## The task
Retype each record shown below, leaving every character as it is.

(Recorded data)
--*--

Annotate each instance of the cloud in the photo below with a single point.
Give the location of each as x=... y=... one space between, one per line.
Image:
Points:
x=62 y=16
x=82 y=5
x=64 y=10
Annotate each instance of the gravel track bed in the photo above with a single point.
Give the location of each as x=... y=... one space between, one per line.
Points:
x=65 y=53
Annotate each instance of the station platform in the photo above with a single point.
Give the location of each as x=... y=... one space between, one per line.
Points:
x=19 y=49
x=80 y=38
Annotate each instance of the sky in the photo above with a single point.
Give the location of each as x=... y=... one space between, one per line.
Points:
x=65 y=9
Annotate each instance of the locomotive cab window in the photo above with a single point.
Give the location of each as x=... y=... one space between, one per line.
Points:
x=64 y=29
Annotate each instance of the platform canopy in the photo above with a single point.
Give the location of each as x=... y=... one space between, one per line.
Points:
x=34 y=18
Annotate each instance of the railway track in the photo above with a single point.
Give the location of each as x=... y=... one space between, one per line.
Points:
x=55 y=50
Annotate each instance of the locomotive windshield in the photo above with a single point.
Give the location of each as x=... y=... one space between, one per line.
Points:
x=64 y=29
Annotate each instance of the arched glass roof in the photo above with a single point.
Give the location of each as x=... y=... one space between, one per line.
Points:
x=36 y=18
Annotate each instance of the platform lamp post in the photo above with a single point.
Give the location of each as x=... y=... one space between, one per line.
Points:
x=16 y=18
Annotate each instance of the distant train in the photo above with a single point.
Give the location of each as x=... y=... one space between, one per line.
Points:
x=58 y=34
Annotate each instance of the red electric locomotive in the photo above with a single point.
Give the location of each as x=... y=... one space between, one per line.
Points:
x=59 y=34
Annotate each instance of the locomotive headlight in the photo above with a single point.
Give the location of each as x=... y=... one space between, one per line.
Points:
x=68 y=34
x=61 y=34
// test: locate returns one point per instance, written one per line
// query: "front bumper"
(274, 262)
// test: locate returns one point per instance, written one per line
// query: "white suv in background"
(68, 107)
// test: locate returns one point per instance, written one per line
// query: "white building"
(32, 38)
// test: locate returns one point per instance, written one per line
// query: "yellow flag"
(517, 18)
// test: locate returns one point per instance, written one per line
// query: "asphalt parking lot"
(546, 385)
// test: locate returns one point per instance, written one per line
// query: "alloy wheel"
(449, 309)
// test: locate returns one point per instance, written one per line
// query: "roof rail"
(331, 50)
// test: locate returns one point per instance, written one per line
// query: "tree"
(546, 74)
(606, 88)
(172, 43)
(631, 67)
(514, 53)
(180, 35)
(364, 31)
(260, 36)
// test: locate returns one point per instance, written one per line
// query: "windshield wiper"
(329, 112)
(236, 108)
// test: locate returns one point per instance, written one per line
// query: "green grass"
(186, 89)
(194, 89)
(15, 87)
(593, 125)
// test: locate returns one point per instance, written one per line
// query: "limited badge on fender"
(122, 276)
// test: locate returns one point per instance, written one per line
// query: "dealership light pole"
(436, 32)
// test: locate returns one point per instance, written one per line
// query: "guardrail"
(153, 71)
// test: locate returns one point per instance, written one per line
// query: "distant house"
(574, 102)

--*--

## Answer to this exercise
Annotate each instance of the cloud in the photo below with a single point.
Give the location of each as x=... y=... one space between, one per line.
Image:
Points:
x=62 y=16
x=82 y=5
x=64 y=10
Annotate each instance of the gravel track bed in the photo above with a single point.
Give the location of each as x=... y=... one space between, one per line.
Points:
x=65 y=53
Annotate each instance of the station platform in the photo above with a single point.
Give the location of each as x=... y=... one space between, one per line.
Points:
x=19 y=49
x=80 y=38
Annotate each instance of the sky in the photo above with a single point.
Give the location of each as x=... y=... one space between, one per line.
Points:
x=65 y=9
Annotate each instance of the locomotive cab window in the photo above with a single point.
Give the location of each as x=... y=... one space between, one per line.
Points:
x=64 y=29
Annotate each instance of the platform canopy in the photo above with a single point.
Give the location of each as x=... y=... one space between, one per line.
Points:
x=34 y=18
Annotate each instance of the railway track in the photo above with a single point.
Give the location of each as x=... y=... one space between, one per line.
Points:
x=55 y=50
Annotate each instance of the locomotive windshield in the photo above with a single point.
Give the location of each as x=... y=... one space between, one per line.
Points:
x=64 y=29
Annotate each instance of the arched glass roof in the photo above with a single point.
Give the location of each as x=... y=... one space between, one per line.
Points:
x=36 y=18
Annotate each instance of the platform lamp post in the photo above with a single point.
Give the location of each as x=... y=... one space between, one per line.
Points:
x=16 y=18
Annotate each instance of the distant train in the photo above with a single point.
Give the location of each as x=... y=... one space between, one per line.
Points:
x=58 y=34
Annotate each instance of the red electric locomotive in the photo above with a single point.
Give the location of each as x=... y=... one space between, one per line.
Points:
x=59 y=34
Annotate each instance of the locomotive headlight in the photo above with a single point.
Give the location of each as x=... y=... one space between, one per line.
Points:
x=68 y=34
x=61 y=34
// test: locate returns one point per instance, written one per line
// query: "front bumper"
(274, 262)
// test: locate returns one point per instance, written one per line
// query: "white suv in background"
(68, 107)
// test: locate returns one point per instance, written one per line
// query: "white building"
(32, 38)
// test: locate returns one point per instance, written one per line
// query: "yellow flag"
(517, 18)
// test: locate returns one point per instance, written one per line
// query: "asphalt parking lot"
(546, 385)
// test: locate returns one point per instance, written one per line
// query: "alloy wheel"
(449, 309)
// test: locate returns one point per instance, written one per line
// query: "roof rail"
(331, 50)
// test: locate returns one point per instance, written one per line
// query: "tree"
(546, 74)
(606, 88)
(172, 43)
(631, 67)
(514, 53)
(180, 35)
(364, 31)
(260, 36)
// test: locate returns one point per instance, written one per line
// query: "windshield wiper"
(329, 112)
(236, 108)
// test: locate returns one point per instance, written one per line
// query: "green grass"
(186, 89)
(194, 89)
(15, 87)
(593, 125)
// test: locate returns one point per instance, written one per line
// query: "limited badge on fender"
(122, 276)
// test: locate returns one point per instance, written one per line
// query: "dealership light pole"
(436, 32)
// test: locate returns one point per instance, written one per line
// query: "guardrail"
(153, 71)
// test: locate returns one point per instance, written one per line
// query: "distant house"
(574, 102)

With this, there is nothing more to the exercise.